BEGIN Supplied material
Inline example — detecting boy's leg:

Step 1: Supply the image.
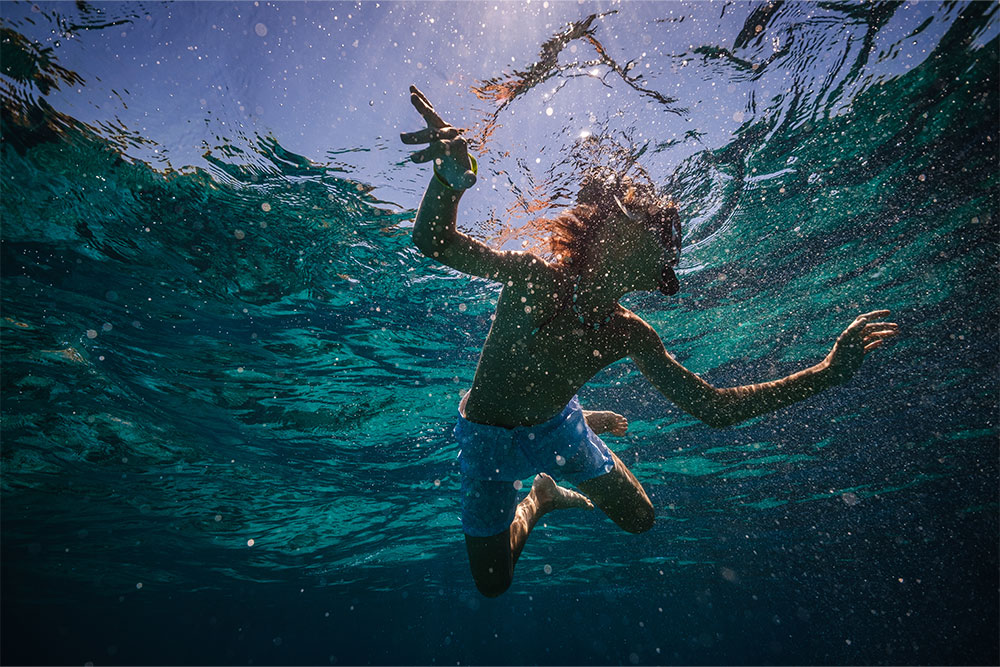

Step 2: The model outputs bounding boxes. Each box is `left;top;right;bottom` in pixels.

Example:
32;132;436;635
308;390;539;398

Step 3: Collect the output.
577;404;652;533
576;448;655;534
465;474;592;598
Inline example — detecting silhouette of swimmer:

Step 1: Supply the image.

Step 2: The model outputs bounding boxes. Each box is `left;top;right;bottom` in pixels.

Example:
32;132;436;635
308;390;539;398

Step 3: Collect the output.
401;85;898;598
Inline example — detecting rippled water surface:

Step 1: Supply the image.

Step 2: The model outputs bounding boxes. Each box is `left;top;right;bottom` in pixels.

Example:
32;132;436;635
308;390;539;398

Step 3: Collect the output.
2;2;998;665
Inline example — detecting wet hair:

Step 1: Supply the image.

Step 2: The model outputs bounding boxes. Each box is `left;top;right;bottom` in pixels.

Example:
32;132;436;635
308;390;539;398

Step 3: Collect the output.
545;171;680;274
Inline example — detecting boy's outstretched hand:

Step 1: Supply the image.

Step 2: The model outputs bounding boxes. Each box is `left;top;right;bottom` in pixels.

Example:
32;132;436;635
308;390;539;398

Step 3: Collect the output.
400;85;477;190
824;310;899;385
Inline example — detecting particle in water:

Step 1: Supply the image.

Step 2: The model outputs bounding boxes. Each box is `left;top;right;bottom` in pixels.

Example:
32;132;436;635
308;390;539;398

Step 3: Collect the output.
261;202;271;212
733;111;745;122
86;329;98;339
546;107;553;116
247;538;255;547
841;492;859;506
433;479;441;487
254;23;268;37
555;455;565;466
102;322;113;332
234;229;246;239
513;480;523;490
136;582;143;589
543;564;552;574
215;514;222;522
458;303;467;312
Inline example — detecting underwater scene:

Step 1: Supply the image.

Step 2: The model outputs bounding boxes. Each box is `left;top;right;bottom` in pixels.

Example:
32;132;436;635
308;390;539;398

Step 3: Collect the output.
1;1;997;665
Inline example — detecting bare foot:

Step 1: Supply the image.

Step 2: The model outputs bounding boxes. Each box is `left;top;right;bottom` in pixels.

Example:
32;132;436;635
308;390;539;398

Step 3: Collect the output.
583;410;628;436
530;473;594;514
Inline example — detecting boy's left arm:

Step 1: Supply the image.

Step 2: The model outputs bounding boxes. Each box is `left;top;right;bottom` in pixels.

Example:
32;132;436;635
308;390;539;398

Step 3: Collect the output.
630;310;899;427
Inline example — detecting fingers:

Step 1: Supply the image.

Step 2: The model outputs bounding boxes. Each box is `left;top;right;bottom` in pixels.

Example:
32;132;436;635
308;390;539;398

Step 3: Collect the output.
408;142;446;164
861;320;899;353
409;84;432;107
409;85;447;129
408;137;469;164
863;322;898;334
847;310;895;338
856;309;891;322
400;126;458;145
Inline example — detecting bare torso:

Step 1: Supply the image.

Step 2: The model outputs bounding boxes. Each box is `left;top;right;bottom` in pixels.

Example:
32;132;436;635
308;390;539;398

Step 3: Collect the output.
461;262;637;427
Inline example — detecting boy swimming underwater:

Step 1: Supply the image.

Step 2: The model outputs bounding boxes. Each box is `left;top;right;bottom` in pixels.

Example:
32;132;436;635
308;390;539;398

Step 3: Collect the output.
401;85;898;598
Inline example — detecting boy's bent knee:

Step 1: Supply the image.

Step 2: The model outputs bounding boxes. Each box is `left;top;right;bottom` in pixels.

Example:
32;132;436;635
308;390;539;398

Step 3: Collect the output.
623;503;655;534
473;573;512;598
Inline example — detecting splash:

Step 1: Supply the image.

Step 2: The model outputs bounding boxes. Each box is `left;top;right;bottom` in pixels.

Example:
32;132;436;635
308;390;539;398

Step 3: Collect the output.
469;11;686;147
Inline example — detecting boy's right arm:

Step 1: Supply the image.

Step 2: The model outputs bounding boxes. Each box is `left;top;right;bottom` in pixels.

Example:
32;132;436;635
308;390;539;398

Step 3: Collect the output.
412;174;543;283
403;85;547;285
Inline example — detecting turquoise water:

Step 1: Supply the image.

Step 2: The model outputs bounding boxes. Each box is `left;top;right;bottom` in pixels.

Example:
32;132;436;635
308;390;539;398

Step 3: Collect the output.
2;2;997;664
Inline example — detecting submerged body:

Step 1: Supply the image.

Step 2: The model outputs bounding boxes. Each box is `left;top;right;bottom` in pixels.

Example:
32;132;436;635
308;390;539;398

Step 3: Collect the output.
461;264;633;427
401;85;898;597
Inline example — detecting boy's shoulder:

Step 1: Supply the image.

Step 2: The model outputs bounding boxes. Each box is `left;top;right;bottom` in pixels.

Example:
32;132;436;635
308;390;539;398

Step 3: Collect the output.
615;305;651;330
614;306;657;351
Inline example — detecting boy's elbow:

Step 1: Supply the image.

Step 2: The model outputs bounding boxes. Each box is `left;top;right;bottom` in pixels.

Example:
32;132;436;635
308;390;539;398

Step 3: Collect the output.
704;415;735;429
698;394;737;428
412;231;432;255
412;231;451;257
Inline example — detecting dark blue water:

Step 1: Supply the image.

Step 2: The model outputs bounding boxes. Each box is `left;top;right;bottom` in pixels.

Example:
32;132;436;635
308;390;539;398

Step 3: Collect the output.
2;2;997;664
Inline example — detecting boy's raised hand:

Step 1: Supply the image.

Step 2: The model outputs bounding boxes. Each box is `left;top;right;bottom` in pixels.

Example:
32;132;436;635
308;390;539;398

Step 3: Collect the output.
400;85;477;190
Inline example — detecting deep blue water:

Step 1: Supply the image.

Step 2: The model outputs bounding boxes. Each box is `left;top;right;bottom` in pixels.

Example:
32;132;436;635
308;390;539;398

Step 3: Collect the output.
1;2;998;665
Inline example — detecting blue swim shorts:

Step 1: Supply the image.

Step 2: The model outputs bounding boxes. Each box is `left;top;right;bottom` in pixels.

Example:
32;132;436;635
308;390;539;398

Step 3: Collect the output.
454;395;616;537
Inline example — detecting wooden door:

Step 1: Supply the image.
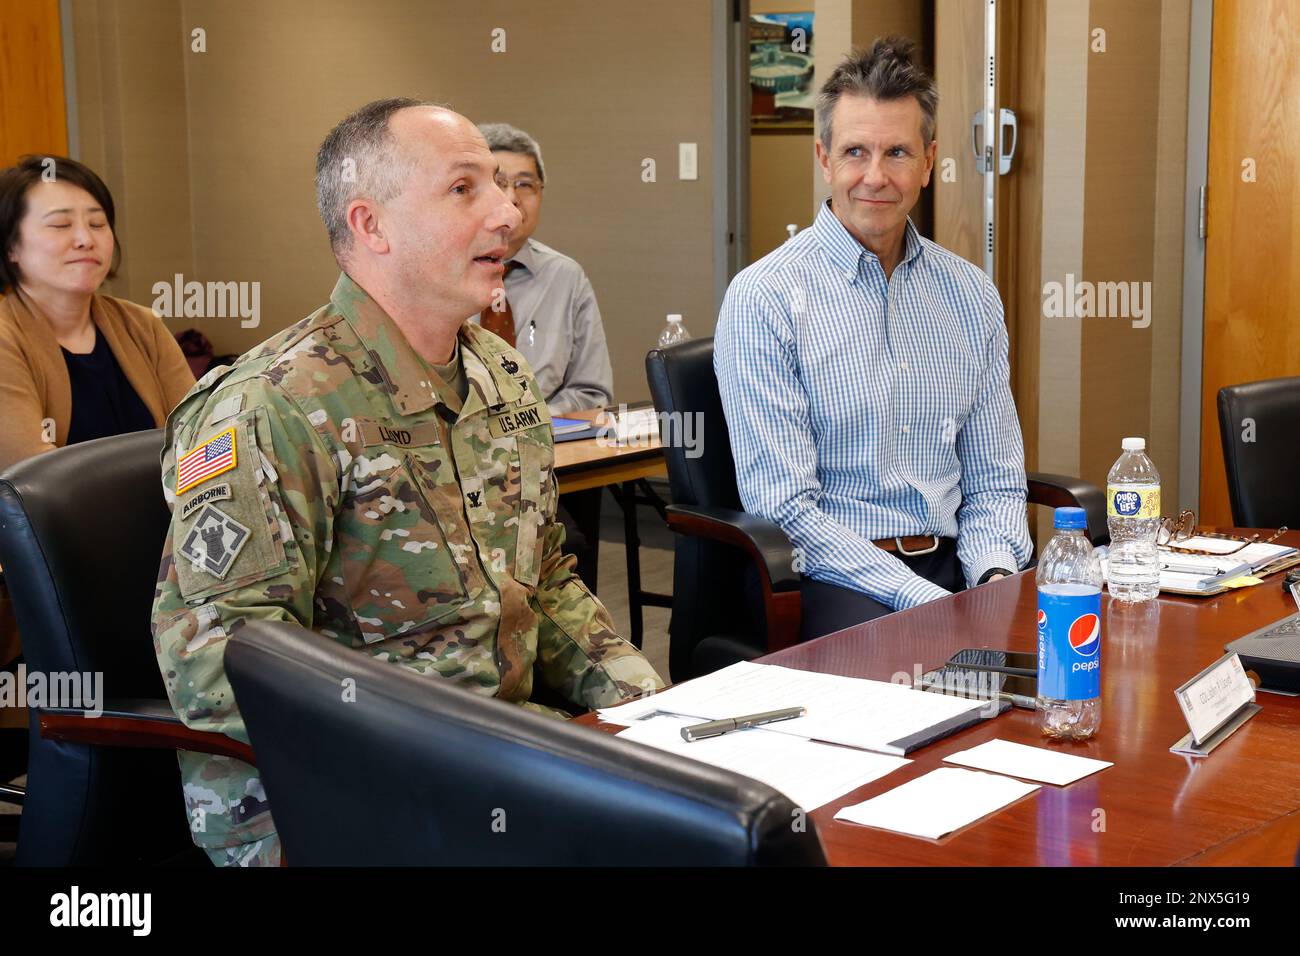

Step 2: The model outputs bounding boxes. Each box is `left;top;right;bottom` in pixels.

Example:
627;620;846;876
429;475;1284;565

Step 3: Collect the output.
0;0;67;165
1200;0;1300;525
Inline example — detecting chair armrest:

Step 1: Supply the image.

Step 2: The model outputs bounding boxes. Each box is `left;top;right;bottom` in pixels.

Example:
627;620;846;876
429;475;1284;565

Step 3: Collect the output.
665;504;799;591
665;504;802;653
1027;471;1109;546
38;698;255;765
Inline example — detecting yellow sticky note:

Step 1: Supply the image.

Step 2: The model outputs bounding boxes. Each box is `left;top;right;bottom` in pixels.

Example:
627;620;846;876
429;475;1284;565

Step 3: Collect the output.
1220;576;1263;589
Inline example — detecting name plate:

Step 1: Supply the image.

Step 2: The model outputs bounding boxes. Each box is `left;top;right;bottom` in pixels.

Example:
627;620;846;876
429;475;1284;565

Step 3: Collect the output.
1172;653;1257;753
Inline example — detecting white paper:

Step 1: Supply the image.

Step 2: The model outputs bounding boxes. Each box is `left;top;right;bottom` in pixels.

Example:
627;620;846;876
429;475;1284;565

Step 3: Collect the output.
598;661;990;755
942;738;1112;785
834;767;1039;840
617;715;909;811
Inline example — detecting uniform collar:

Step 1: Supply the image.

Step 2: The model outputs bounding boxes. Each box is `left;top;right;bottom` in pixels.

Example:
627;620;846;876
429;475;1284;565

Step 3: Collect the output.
812;199;923;281
329;272;445;416
330;272;530;419
459;322;529;418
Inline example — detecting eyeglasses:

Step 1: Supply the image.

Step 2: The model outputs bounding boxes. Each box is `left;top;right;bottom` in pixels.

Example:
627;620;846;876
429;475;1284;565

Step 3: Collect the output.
496;177;542;197
1156;509;1290;555
1155;509;1197;546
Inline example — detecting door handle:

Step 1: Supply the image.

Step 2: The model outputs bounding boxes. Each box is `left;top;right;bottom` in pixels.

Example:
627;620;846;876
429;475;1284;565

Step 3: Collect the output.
972;108;1018;175
998;108;1017;175
971;109;991;173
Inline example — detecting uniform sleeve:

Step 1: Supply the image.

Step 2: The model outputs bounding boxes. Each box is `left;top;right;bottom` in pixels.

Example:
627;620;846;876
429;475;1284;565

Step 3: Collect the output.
0;336;56;471
546;273;614;415
531;469;664;710
953;277;1033;585
715;276;951;611
152;376;337;746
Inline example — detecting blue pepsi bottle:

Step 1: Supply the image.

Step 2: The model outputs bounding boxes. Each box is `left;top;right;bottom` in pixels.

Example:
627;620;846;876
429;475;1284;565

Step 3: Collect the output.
1036;507;1104;739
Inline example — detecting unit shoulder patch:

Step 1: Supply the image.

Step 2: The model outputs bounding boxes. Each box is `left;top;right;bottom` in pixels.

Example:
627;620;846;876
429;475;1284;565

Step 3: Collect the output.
178;504;251;580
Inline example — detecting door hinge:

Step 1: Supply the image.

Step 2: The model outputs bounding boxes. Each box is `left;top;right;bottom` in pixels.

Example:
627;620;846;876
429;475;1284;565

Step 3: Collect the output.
1198;184;1208;239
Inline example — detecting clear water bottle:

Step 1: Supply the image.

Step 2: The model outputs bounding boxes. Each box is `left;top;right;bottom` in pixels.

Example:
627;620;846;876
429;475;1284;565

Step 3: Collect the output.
1106;437;1161;603
1036;507;1103;739
657;314;690;348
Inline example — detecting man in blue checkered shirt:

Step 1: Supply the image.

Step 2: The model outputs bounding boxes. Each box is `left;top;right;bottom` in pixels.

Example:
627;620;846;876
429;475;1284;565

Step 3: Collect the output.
716;38;1033;641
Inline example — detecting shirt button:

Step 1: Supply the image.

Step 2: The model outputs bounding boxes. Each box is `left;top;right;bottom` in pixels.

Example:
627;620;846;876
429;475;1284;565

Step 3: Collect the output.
900;361;909;371
902;425;910;434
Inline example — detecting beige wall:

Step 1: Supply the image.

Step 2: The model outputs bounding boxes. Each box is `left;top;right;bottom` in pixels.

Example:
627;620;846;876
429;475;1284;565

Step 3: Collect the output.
72;0;716;405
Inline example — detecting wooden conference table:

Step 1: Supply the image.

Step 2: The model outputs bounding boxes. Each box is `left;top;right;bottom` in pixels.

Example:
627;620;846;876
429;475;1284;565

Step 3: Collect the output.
551;408;668;648
582;529;1300;866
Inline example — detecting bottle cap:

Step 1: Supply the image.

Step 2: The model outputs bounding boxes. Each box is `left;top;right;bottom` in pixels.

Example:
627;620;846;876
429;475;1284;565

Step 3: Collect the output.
1053;506;1088;530
667;314;682;323
1122;437;1146;451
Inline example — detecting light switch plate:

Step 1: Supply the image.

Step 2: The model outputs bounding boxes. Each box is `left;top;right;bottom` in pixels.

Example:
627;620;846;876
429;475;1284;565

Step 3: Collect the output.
678;142;698;180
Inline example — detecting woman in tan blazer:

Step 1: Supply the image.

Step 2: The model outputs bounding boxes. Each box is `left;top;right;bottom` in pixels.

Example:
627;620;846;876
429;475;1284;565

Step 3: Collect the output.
0;155;195;474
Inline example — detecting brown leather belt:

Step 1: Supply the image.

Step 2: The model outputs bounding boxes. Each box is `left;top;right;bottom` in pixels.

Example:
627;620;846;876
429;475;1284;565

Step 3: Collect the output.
872;534;944;556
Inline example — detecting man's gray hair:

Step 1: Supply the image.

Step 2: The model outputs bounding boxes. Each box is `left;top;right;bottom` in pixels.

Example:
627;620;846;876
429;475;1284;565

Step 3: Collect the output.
478;122;546;184
816;37;938;150
315;97;442;257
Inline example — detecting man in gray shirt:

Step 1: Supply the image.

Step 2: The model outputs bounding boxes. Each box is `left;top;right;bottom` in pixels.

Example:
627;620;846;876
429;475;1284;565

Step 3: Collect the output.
477;122;614;590
476;123;614;415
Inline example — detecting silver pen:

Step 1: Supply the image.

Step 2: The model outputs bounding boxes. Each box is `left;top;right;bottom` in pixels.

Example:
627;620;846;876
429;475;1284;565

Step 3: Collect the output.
680;706;806;742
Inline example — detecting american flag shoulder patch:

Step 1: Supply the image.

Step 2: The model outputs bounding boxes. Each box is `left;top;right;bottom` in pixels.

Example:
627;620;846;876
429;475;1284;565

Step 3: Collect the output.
176;425;238;495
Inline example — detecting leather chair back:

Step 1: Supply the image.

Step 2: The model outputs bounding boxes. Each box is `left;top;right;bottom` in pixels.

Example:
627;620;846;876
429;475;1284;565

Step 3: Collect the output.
0;430;193;864
646;337;742;511
1217;377;1300;527
647;340;767;678
227;620;826;866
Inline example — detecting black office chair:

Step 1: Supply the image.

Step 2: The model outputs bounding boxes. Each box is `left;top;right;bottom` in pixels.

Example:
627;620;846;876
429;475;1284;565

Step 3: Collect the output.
646;338;1109;682
1217;376;1300;528
0;430;252;865
226;619;826;866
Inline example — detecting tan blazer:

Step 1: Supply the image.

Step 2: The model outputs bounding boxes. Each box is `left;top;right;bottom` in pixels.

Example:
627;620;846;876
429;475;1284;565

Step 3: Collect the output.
0;289;196;472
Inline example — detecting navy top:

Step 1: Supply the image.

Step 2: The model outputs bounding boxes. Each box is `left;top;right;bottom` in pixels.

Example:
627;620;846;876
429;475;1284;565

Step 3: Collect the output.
61;328;156;445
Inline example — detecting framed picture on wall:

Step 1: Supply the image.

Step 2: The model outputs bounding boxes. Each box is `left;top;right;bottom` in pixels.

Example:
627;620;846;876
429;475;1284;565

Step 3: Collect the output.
750;12;814;131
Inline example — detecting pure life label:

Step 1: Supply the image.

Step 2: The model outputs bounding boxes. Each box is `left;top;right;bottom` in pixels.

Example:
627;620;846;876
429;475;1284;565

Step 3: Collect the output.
1107;484;1160;519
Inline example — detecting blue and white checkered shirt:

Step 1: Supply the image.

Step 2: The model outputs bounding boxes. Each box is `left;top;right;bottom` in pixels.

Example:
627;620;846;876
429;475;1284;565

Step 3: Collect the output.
715;201;1032;611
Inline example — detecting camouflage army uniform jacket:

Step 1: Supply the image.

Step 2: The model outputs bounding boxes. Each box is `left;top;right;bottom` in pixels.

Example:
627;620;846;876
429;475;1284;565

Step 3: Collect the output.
152;273;663;851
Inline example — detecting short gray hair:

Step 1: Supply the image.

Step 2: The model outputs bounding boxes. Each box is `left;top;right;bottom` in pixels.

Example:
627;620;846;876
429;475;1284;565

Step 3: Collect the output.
477;122;546;184
816;37;938;150
315;97;441;258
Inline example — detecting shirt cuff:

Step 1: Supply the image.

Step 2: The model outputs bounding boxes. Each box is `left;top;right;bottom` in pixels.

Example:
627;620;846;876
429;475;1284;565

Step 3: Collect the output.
894;574;952;611
966;550;1019;589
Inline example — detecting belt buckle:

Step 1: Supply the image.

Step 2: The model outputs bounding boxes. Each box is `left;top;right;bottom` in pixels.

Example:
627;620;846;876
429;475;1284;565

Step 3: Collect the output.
896;535;938;557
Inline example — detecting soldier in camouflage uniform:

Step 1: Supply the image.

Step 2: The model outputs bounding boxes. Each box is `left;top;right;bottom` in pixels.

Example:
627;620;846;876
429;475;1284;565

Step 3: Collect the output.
151;99;664;866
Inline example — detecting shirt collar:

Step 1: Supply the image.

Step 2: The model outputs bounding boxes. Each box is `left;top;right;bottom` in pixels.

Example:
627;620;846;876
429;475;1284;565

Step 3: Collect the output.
812;199;923;280
507;238;538;275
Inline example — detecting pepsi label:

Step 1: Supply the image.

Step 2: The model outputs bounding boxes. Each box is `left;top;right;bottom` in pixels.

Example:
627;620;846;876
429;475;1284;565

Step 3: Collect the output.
1037;584;1102;700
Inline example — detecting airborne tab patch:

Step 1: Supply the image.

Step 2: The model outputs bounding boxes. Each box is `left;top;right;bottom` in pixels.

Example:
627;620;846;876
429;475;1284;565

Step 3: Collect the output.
179;482;232;520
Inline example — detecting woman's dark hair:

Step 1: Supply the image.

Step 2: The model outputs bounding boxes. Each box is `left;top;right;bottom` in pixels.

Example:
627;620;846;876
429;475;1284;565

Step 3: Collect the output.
0;154;120;294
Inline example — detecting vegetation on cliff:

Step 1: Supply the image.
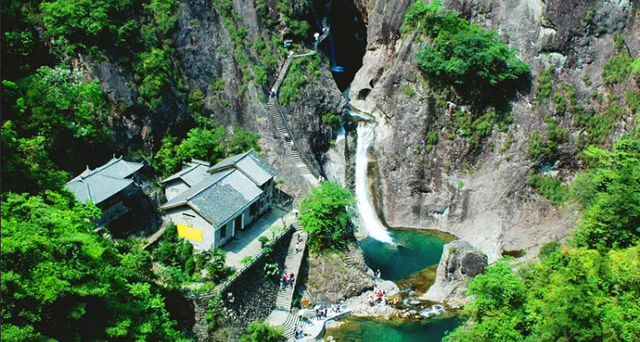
END Supplied material
Task — Nothing but a number belongs in the answer: the number of lines above that contain "wall".

Exercise solution — 2